Entries |
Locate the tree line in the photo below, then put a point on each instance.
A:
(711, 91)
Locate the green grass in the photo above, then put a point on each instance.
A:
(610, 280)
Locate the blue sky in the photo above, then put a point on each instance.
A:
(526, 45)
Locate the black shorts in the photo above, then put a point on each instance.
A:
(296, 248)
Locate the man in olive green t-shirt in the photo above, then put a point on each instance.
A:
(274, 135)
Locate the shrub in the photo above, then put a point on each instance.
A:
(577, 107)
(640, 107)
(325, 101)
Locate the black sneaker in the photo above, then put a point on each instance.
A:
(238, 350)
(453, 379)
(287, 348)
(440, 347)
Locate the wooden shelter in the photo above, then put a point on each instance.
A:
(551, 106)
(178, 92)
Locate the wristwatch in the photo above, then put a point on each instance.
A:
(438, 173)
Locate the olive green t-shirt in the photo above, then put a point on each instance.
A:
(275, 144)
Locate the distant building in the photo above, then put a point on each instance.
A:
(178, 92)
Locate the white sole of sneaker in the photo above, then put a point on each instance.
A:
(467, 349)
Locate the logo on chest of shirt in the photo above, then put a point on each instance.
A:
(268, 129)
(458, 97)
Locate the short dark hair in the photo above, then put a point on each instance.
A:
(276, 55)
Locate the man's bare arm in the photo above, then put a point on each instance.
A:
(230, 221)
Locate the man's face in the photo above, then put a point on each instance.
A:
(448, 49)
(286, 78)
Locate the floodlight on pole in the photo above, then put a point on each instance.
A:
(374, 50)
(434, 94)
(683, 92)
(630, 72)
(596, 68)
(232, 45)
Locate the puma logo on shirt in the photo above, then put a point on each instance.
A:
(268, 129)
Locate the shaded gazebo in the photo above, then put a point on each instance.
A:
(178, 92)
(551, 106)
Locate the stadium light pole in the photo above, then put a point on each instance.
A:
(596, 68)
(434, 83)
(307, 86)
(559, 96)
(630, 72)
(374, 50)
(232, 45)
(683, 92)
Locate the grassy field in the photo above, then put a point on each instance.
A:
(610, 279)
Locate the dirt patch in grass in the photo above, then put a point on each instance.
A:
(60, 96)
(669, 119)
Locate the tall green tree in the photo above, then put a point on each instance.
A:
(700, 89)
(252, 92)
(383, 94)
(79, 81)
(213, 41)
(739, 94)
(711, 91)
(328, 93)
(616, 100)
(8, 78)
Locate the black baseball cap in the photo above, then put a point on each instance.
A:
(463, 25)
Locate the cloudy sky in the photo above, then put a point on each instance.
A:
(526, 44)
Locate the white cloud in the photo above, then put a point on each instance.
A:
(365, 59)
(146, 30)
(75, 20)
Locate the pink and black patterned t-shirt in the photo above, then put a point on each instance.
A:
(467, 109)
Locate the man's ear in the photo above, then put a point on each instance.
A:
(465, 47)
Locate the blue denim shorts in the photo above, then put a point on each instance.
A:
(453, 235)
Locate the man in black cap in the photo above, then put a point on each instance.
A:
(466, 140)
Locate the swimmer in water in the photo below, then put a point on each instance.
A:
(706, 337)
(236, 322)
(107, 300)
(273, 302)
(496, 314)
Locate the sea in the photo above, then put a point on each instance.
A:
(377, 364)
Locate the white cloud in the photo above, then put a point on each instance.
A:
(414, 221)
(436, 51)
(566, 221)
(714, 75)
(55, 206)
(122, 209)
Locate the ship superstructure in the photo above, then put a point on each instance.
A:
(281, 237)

What you will do |
Only the lines from the one containing "Locate the grassy" to the end of the records should be repeated, exactly as they appear.

Solved exercise |
Locate the grassy field in the photo above, then put a point on each instance.
A:
(610, 279)
Locate the dirt patch in grass in the photo above, then put a point on each instance.
A:
(60, 96)
(669, 119)
Locate the tall green tree in the photo above, then put a point on each instance.
A:
(700, 89)
(252, 92)
(383, 94)
(79, 81)
(213, 41)
(739, 94)
(711, 91)
(328, 93)
(616, 100)
(8, 78)
Locate the black baseball cap in the photo above, then put a point on each instance.
A:
(463, 25)
Locate the cloudy sky in the photo above, then put a point on each instance.
A:
(526, 44)
Locate the white cloud in the photo above, then put a point on each instance.
A:
(365, 59)
(146, 30)
(75, 20)
Locate the pink and black patterned t-shirt in the photo above, then put a point on each instance.
A:
(467, 109)
Locate the man's ear in the photo above, then put a point on each instance.
A:
(465, 47)
Locate the blue denim shorts in the photo above, then put a point on each instance.
A:
(453, 235)
Locate the man in black cap in the photo above, then put a point on each instance.
A:
(466, 140)
Locate the swimmer in water in the photo below, then put a point on each instance.
A:
(706, 337)
(236, 322)
(107, 300)
(273, 302)
(496, 314)
Locate the sea in the photo above, then put a point on each instance.
A:
(377, 364)
Locate the white cloud in the photo above, then put a point on each instance.
A:
(414, 221)
(436, 51)
(566, 221)
(714, 75)
(55, 206)
(122, 209)
Locate the ship superstructure in the photo above, then put a point on each instance.
A:
(281, 237)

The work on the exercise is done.